**EXERCISE INSTRUCTIONS:** Copy the data below, replacing every "Tag" with "Mark" and leaving everything else unchanged.

**DATASET EXTRACT:**
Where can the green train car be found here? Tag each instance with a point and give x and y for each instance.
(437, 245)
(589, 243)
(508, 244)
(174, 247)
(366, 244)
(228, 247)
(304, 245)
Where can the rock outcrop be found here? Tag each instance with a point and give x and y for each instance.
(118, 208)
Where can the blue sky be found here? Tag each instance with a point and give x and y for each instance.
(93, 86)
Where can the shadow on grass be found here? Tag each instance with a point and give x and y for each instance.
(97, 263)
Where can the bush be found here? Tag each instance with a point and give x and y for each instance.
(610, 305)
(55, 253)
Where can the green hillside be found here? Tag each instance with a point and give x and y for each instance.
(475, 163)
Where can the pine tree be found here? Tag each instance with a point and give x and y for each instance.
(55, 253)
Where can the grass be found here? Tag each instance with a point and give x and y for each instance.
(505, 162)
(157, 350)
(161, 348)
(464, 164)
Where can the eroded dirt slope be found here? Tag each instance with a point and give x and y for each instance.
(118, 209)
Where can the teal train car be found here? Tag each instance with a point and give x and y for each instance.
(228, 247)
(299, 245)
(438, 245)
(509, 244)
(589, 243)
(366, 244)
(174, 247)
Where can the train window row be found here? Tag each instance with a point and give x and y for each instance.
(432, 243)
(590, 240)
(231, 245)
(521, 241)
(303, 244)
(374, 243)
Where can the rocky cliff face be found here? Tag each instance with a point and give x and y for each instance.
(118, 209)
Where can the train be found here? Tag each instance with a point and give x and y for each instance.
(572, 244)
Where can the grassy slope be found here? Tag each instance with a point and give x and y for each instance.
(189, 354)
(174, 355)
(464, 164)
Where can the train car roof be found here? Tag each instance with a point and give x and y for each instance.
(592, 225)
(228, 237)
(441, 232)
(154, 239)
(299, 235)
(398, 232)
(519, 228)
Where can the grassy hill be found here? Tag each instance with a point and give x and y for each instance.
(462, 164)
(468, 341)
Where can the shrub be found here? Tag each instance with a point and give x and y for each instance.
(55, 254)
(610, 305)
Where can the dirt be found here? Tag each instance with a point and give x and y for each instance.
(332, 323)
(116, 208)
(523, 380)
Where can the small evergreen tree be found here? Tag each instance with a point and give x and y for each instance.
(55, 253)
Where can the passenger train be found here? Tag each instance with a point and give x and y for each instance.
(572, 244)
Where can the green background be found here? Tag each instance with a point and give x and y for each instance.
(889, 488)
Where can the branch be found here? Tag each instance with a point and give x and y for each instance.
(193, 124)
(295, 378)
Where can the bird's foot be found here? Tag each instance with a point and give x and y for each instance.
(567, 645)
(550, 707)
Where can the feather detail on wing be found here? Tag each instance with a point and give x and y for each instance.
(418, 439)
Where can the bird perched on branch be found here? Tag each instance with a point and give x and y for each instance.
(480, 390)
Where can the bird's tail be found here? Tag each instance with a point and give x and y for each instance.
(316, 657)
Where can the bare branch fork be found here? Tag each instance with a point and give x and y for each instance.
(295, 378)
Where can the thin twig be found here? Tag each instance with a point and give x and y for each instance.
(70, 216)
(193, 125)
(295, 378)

**THE RESPONSE:**
Where can the green train car be found here? Mark each instance with a point and give x and y for each instance.
(437, 245)
(589, 243)
(508, 244)
(174, 247)
(366, 244)
(228, 247)
(304, 245)
Where can the rock outcrop be found here? Mark each instance with a point and give x and y for each instance.
(118, 208)
Where can the blue sky be found here? Mark each instance with a point and give x and y for each instance.
(93, 86)
Where can the shadow on grass be found here? Mark each instance with a point and give x and y for each instance.
(97, 263)
Where can the bush be found here? Mark each instance with a point and give x and y for each instance.
(610, 305)
(55, 253)
Where can the green hillside be found here? Mark each instance with a point and give x and y for each instance.
(475, 163)
Where can the pine tree be found here? Mark each instance with a point and give x and y for each instance.
(55, 253)
Where can the grass be found here? Mark each instance with a point and give x and y for each instance.
(505, 162)
(157, 350)
(161, 348)
(464, 164)
Where can the eroded dirt slope be found here? Mark each instance with a point and give x and y for each instance.
(118, 209)
Where can the teal train car be found here? Mark each instance with a point and give x and y for each instance.
(228, 247)
(299, 245)
(438, 245)
(509, 244)
(589, 243)
(366, 244)
(174, 247)
Where can the train window row be found here? Mark each instance with a point and give x and y for each instance.
(432, 243)
(590, 240)
(231, 245)
(521, 241)
(303, 244)
(374, 243)
Where can the rocky cliff face be found here? Mark each instance with a point and give x and y for each instance.
(118, 209)
Where can the train be found here? Mark each instance with a point and give x and y for each instance.
(572, 244)
Where can the grassy slope be found here? Mark each instance with a point and give x and y for each instance.
(189, 354)
(174, 355)
(464, 164)
Where can the train car roof be found here? Mark each instance with a point and give x and y for each instance.
(592, 225)
(228, 237)
(441, 232)
(154, 239)
(299, 235)
(398, 232)
(519, 228)
Where can the grassy hill be found here? Mark each instance with a point and give x and y for each instance.
(462, 164)
(468, 341)
Where can the shrub be found here? Mark each instance with a point and give x and y for each instance.
(55, 254)
(610, 305)
Where can the dirt be found here? Mark each instance with a point and give x and y for each instance.
(332, 323)
(116, 208)
(523, 380)
Where can the small evergreen tree be found here? Mark each instance with a point and give x and y for each instance.
(55, 253)
Where can the passenger train be found here? Mark each instance with a point and give x and y for each instance.
(572, 244)
Where can the green background be found here? Mark each instance with a point and give x and y for each instance.
(889, 488)
Where can the branch be found here? Mark each instance with a point and give x and y for each instance.
(193, 124)
(295, 378)
Where can the bird's foot be found here? Mark each instance with a point and give x and y for each instance.
(567, 645)
(550, 707)
Where can the feather detail on wing be found here? Mark each instance with a point and give x and y for each instance.
(418, 439)
Where can the bird perched on branch be found here? Mark each instance with a point and give x and y for each instance.
(480, 390)
Where can the bird's tail be found here? Mark each instance with a point and give x and y for each instance.
(316, 657)
Where can the bare branch fork be found here? Mark each instance with a point and give x and y for each instance.
(295, 378)
Where can the thin twig be found here? Mark each instance with a point and give x and y for each instance.
(70, 216)
(193, 125)
(295, 378)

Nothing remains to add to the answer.